Guest:酒井潤さん / Text:中﨑史菜

私が会社を辞めて、3ヶ月シリコンバレーに滞在していたときのこと。衝撃的な出会いがあった。

大学卒業までプロサッカー選手を目指し、サッカーしかやってこなかった日本人が、現在シリコンバレーでソフトウェアエンジニアとして年間5000万円超稼いでいるというのだ。

どんな方なのだろうと思ったら、非常〜〜〜〜に物腰の柔らかな方で2度驚いた。

それが、シリコンバレーエンジニア・酒井潤さんと私の出会い。

それから2年。縁あって、酒井潤さんデビュー作「複業の思考法」のライティングをお手伝いさせていただくことができた。

今回のインタビューでは、書籍の中身にもすこ〜し触れながら、酒井潤さんのこれまでの人生について伺ってみた。

※2020年9月27日(日)10:00〜(日本時間)、酒井潤さんのオンライン講演会を開催します!詳細は下記をご覧ください。


手を伸ばせば届いた、プロサッカー選手という夢

酒井さん、本当に大学卒業までプロサッカー選手以外のキャリアを考えたことはなかったんですか?

はい、そうなんです。

出題 1 »
次の(a)〜(c)は本文の内容と合っていますか?それぞれ「はい」か「いいえ」で答え、判断の決め手となる本文の語句を一字一句そのまま引用してください。
(a) 筆者は会社を辞めたあと、3ヶ月間シリコンバレーに滞在した。
(b) 酒井潤さんは高校卒業までプロサッカー選手を目指していた。
(c) 筆者は酒井さんと出会ってから5年後に、書籍のライティングを手伝った。
本文とリストは別々の出どころから取られたもので、互いに関連はありません。

提供データ »

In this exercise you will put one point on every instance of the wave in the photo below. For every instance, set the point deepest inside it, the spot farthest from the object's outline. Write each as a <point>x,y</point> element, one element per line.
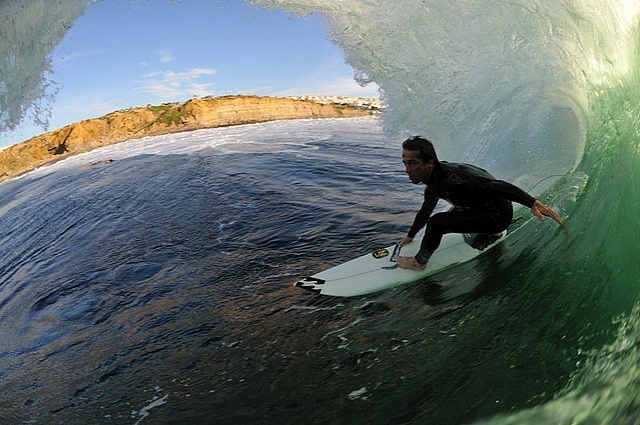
<point>531,89</point>
<point>536,92</point>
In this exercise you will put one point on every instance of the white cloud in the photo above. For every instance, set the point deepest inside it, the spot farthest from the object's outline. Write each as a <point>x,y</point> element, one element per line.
<point>338,87</point>
<point>172,85</point>
<point>166,56</point>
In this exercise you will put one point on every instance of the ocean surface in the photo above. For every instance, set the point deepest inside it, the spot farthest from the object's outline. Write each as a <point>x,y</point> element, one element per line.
<point>151,281</point>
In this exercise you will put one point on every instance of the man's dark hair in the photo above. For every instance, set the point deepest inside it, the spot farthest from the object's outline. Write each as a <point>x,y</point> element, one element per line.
<point>425,148</point>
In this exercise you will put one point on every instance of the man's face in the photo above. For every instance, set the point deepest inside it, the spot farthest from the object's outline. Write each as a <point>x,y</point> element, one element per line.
<point>417,170</point>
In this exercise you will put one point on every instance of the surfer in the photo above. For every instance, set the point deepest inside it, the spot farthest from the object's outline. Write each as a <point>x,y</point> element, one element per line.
<point>481,204</point>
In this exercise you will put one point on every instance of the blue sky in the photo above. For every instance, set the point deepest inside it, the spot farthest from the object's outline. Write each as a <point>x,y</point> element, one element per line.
<point>127,53</point>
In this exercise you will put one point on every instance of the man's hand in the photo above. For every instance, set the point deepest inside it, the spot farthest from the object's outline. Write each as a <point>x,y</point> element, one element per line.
<point>540,210</point>
<point>409,263</point>
<point>405,240</point>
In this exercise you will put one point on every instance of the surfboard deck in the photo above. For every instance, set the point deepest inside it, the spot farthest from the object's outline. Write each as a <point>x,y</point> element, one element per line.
<point>378,270</point>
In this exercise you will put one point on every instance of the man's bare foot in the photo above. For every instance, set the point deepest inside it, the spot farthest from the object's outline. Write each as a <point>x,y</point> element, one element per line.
<point>409,263</point>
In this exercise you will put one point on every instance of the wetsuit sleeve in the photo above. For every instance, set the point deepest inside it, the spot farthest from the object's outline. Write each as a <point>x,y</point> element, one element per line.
<point>423,214</point>
<point>511,192</point>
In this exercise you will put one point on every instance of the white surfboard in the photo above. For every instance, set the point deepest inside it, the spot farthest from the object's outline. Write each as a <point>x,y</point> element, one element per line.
<point>378,270</point>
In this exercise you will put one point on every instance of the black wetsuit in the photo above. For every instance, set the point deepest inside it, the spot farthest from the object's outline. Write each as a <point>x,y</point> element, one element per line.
<point>482,204</point>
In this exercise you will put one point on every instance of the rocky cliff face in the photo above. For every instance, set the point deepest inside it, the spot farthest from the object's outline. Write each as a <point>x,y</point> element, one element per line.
<point>167,118</point>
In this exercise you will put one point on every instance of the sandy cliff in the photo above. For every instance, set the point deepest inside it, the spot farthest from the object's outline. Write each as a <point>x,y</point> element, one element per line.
<point>168,118</point>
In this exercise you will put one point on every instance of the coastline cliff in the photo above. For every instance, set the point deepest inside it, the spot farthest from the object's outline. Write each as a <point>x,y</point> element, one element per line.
<point>208,112</point>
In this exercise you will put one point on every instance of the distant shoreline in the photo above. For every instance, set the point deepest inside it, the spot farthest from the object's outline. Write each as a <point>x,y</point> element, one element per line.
<point>194,114</point>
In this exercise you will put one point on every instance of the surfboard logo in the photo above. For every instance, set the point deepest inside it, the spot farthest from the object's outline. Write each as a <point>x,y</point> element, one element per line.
<point>381,253</point>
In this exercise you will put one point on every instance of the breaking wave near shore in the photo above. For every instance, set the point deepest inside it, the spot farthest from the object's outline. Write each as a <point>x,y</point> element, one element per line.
<point>151,280</point>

出題 2 »
リストのうち、「sandy」という語を含む行をすべて返してください。

完成解答 1 »
(a) はい:「私が会社を辞めて、3ヶ月シリコンバレーに滞在していたときのこと。」
(b) いいえ:「大学卒業までプロサッカー選手を目指し」
(c) いいえ:「それから2年。」

完成解答 2 »
In this exercise you will put one point on every instance of the sandy cliff in the photo above. For every instance, set the point deepest inside it, the spot farthest from the object's outline. Write each as a <point>x,y</point> element, one element per line.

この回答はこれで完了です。